> **TEXT SEGMENT**
Fed decision helps to buoy US stocks as positive data abounds

Ever since the post-pandemic boom in the US stock market came to an abrupt end in late 2021, it's been an arduous slog for many companies to try and regain some of the ground lost during the slow grind lower of 2022. The start of this new year seemed to offer an olive branch to the battered stock market as major indices gained over 10% in January 2023 alone. However, by the end of July, the wheels had already begun to come off the recovery.

Since then, the country's two biggest indices — the S&P 500 and Nasdaq 100 — have both lost close to 10%, dropping from $4,576 and $15,826 to $4,193 and $14,409, respectively, in the space of just three months. But movements this week would seem to suggest there could be light at the end of the tunnel for tortured stock market investors.

The release of the latest Consumer Confidence numbers saw the S&P 500 rise 0.7% on 31 October, while the Nasdaq managed to move up 0.5%. These gains were then built upon further the next day as the Fed's decision to hold rates steady saw respective jumps of 1.1% and 1.6% for these major indices. The gains might not look like much on the face of it, but they're a sign that equity prices are responding positively to key economic data despite the ongoing (and worsening) geopolitical instability. As the world begins to interpret the Fed's latest decision and post-meeting comments, traders and investors everywhere are wondering what the implications for the stock market will be up to the end of this year and beyond.

> **ASSIGNED TASK**
Can you write out the part of the article on US stocks that opens with the words containing "Ever since the" and closes with "stock market investors."?

[Stored dataset items]
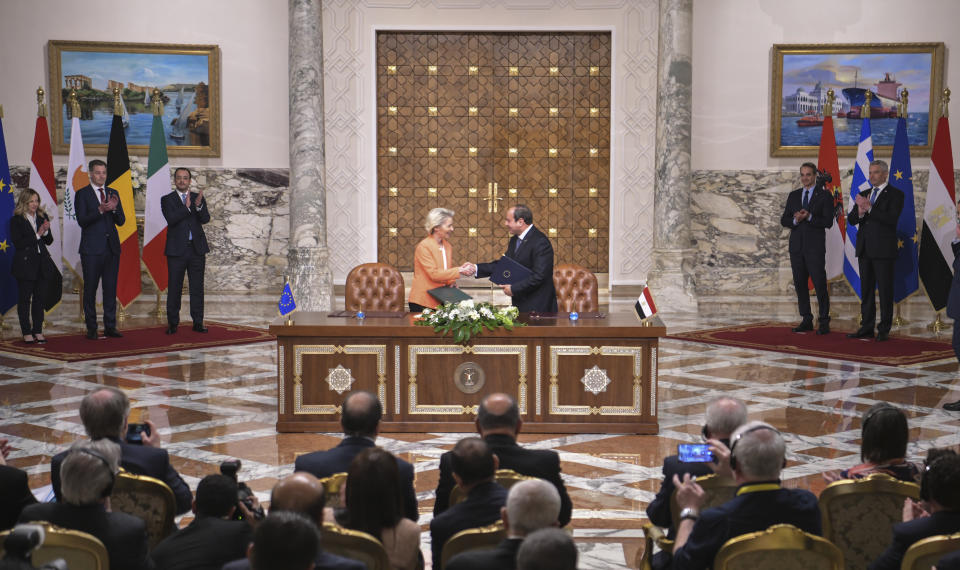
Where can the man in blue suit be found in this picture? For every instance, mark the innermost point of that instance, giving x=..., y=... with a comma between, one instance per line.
x=99, y=212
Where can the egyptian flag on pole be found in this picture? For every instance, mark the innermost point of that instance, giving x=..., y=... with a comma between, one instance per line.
x=118, y=178
x=939, y=221
x=154, y=224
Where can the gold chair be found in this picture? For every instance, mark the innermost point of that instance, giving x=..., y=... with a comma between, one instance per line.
x=925, y=553
x=717, y=490
x=780, y=547
x=355, y=545
x=80, y=550
x=577, y=288
x=374, y=287
x=859, y=514
x=482, y=538
x=505, y=477
x=149, y=499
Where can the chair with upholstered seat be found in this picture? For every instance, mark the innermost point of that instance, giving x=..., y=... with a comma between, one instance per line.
x=577, y=288
x=149, y=499
x=81, y=551
x=374, y=287
x=782, y=546
x=482, y=538
x=859, y=514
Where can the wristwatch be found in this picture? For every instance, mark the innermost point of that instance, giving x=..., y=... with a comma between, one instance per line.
x=689, y=513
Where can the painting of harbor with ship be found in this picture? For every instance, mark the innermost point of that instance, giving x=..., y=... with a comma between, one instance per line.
x=807, y=77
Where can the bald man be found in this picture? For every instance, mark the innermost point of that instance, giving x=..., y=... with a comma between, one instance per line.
x=498, y=423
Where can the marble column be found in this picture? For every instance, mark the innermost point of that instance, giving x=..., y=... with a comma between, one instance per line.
x=307, y=256
x=672, y=278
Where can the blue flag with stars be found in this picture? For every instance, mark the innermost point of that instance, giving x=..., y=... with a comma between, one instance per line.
x=906, y=277
x=8, y=285
x=287, y=304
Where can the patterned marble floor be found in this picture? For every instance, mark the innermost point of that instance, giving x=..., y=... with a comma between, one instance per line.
x=218, y=403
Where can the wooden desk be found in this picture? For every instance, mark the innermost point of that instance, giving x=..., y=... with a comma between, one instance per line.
x=585, y=376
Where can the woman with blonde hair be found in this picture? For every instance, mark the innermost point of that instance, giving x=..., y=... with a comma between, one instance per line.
x=433, y=261
x=30, y=234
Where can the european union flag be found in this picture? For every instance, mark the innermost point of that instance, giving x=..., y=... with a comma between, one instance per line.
x=287, y=304
x=8, y=285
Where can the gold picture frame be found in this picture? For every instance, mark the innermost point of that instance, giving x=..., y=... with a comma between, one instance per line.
x=803, y=73
x=187, y=75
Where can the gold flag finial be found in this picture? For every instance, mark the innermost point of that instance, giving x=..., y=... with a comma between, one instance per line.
x=41, y=108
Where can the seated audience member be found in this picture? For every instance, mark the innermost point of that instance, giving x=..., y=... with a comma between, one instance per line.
x=213, y=538
x=302, y=494
x=474, y=465
x=15, y=494
x=531, y=506
x=361, y=423
x=104, y=415
x=883, y=446
x=547, y=549
x=937, y=513
x=374, y=504
x=498, y=423
x=757, y=455
x=88, y=472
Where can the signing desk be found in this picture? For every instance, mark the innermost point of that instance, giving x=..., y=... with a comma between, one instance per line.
x=593, y=375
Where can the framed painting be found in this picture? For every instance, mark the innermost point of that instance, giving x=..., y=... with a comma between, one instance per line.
x=803, y=75
x=188, y=77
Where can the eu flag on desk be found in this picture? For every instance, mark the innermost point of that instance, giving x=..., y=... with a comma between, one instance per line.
x=287, y=304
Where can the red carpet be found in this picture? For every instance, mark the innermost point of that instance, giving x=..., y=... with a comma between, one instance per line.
x=136, y=341
x=777, y=337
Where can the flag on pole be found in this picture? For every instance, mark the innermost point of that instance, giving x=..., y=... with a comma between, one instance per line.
x=154, y=224
x=8, y=285
x=118, y=178
x=906, y=281
x=851, y=268
x=939, y=220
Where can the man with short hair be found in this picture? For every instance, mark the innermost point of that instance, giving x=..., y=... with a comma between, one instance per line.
x=757, y=455
x=99, y=213
x=213, y=538
x=88, y=472
x=474, y=465
x=531, y=505
x=104, y=413
x=186, y=248
x=361, y=423
x=498, y=423
x=875, y=213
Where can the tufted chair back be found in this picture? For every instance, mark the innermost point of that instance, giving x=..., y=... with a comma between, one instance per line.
x=576, y=288
x=374, y=287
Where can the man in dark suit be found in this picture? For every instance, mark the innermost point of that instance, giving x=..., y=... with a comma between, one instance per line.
x=531, y=506
x=104, y=415
x=939, y=513
x=89, y=471
x=186, y=249
x=532, y=249
x=361, y=424
x=808, y=213
x=876, y=212
x=498, y=423
x=757, y=455
x=99, y=212
x=474, y=465
x=213, y=538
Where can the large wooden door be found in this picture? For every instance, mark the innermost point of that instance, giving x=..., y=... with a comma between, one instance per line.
x=476, y=122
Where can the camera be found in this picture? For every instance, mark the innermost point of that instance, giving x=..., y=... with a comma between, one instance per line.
x=230, y=468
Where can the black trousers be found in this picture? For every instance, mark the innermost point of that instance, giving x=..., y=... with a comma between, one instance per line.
x=192, y=264
x=30, y=303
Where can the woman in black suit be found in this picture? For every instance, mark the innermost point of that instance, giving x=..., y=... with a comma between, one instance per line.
x=30, y=232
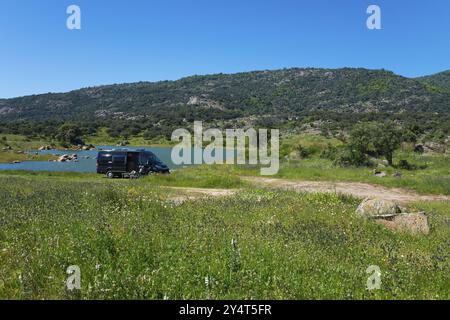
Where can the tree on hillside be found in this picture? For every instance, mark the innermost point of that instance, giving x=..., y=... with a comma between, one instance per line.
x=374, y=139
x=70, y=133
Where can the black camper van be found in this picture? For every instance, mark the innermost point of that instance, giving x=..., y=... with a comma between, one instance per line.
x=123, y=162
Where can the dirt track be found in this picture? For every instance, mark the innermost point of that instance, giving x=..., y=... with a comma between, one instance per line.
x=356, y=189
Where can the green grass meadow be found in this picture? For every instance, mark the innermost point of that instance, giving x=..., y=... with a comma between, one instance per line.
x=131, y=242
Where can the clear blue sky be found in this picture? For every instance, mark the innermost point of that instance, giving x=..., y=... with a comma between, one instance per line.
x=147, y=40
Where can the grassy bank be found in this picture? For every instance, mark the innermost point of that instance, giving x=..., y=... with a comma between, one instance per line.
x=130, y=241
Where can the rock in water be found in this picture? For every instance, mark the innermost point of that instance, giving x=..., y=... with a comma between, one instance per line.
x=378, y=208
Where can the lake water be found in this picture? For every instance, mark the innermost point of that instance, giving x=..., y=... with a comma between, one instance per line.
x=83, y=164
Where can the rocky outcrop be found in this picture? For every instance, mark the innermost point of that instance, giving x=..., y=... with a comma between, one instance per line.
x=392, y=216
x=44, y=148
x=68, y=158
x=378, y=208
x=433, y=147
x=379, y=174
x=415, y=223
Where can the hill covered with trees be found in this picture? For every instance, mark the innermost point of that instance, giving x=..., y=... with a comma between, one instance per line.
x=287, y=98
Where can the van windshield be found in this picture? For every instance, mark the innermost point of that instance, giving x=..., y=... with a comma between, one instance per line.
x=152, y=158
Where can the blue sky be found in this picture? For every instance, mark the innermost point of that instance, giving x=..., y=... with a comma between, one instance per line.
x=147, y=40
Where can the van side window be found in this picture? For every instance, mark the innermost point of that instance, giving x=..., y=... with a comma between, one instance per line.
x=105, y=158
x=119, y=159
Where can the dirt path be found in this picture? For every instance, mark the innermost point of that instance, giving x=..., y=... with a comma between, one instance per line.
x=356, y=189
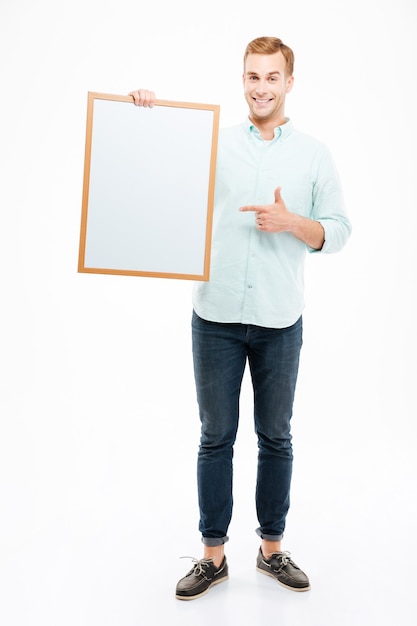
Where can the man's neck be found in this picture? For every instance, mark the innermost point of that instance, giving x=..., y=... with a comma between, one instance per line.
x=267, y=128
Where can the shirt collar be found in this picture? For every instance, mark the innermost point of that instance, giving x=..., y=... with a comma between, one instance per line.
x=280, y=132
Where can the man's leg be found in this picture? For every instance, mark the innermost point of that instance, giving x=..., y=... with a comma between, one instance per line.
x=219, y=355
x=274, y=359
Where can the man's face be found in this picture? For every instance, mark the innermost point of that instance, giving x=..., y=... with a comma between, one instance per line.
x=265, y=86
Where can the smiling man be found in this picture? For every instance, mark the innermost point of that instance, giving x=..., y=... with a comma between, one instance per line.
x=277, y=197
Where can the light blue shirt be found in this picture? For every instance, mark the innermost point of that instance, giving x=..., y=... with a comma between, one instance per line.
x=258, y=277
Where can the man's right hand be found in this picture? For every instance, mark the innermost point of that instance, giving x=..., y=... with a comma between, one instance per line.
x=143, y=97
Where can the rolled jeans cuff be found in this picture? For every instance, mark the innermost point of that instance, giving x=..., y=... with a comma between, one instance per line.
x=269, y=537
x=211, y=542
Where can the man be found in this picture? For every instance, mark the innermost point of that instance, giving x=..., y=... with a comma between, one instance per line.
x=277, y=196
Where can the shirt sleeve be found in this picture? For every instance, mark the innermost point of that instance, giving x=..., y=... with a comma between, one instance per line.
x=328, y=204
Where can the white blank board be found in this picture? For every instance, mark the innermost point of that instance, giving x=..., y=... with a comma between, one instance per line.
x=148, y=188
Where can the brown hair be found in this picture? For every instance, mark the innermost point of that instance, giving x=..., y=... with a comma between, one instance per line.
x=271, y=45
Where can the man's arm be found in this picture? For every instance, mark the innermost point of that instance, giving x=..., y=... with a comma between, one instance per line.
x=275, y=218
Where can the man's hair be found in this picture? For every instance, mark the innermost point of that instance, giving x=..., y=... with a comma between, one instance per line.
x=271, y=45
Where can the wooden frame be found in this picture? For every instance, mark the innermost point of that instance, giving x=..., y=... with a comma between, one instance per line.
x=148, y=191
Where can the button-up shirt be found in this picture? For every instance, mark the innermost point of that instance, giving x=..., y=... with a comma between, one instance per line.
x=258, y=277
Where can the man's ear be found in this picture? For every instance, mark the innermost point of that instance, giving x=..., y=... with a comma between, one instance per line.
x=290, y=83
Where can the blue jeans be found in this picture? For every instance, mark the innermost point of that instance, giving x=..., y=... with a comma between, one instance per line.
x=220, y=353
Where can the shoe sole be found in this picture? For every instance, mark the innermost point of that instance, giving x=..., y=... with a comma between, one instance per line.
x=262, y=571
x=203, y=593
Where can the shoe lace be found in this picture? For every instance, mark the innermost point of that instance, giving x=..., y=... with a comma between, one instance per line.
x=199, y=565
x=285, y=557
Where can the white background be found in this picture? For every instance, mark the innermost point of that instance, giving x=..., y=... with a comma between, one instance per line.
x=99, y=424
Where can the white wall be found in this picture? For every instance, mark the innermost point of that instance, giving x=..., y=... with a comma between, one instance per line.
x=97, y=402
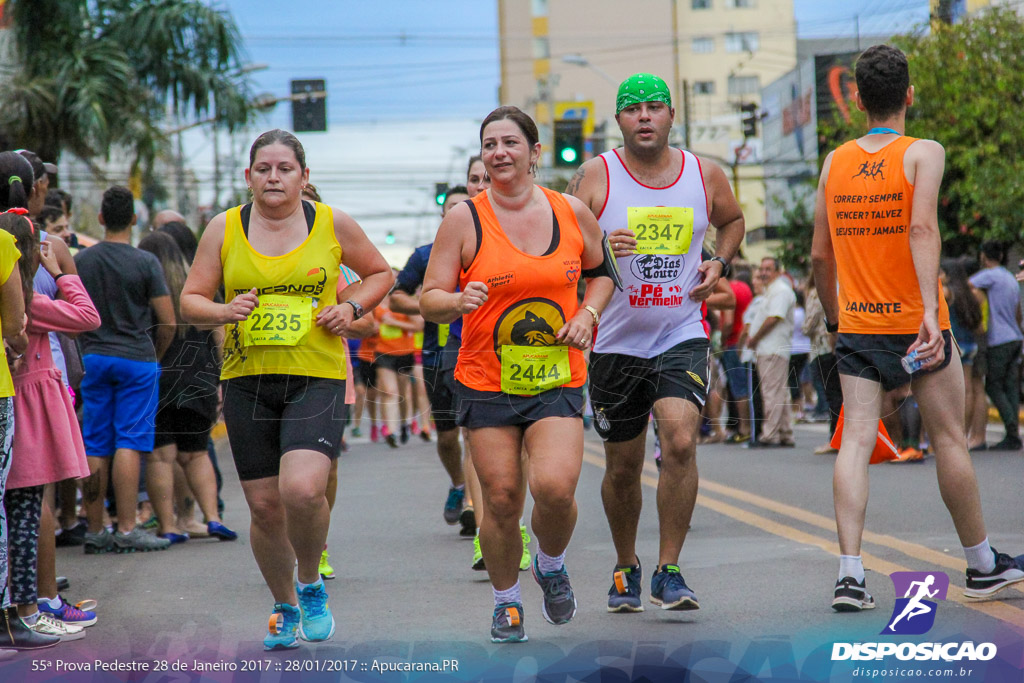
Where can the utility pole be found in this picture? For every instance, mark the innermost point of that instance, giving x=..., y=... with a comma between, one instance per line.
x=675, y=57
x=686, y=114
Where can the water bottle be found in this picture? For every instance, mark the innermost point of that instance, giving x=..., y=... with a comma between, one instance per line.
x=910, y=363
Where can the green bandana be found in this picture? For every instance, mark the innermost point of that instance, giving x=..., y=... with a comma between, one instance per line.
x=642, y=88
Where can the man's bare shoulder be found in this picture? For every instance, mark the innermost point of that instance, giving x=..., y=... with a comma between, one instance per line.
x=589, y=177
x=927, y=150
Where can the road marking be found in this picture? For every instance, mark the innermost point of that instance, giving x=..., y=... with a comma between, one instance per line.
x=994, y=608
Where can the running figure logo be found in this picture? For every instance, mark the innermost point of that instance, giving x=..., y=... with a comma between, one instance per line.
x=871, y=171
x=914, y=612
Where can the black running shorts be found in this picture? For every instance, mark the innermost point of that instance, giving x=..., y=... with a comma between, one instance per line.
x=496, y=409
x=878, y=357
x=270, y=415
x=440, y=391
x=625, y=388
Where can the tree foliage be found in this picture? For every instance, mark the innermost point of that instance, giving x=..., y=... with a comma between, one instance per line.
x=969, y=96
x=98, y=74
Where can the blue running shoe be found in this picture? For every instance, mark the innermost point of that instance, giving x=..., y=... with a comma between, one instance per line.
x=624, y=596
x=317, y=622
x=669, y=591
x=559, y=602
x=454, y=505
x=507, y=625
x=283, y=629
x=220, y=531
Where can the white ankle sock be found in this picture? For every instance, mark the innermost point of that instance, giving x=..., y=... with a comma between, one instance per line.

> **ANSWER BOX**
Ever since the post-pandemic boom in the US stock market came to an abrupt end in late 2021, it's been an arduous slog for many companies to try and regain some of the ground lost during the slow grind lower of 2022. The start of this new year seemed to offer an olive branch to the battered stock market as major indices gained over 10% in January 2023 alone. However, by the end of July, the wheels had already begun to come off the recovery.

Since then, the country's two biggest indices — the S&P 500 and Nasdaq 100 — have both lost close to 10%, dropping from $4,576 and $15,826 to $4,193 and $14,409, respectively, in the space of just three months. But movements this week would seem to suggest there could be light at the end of the tunnel for tortured stock market investors.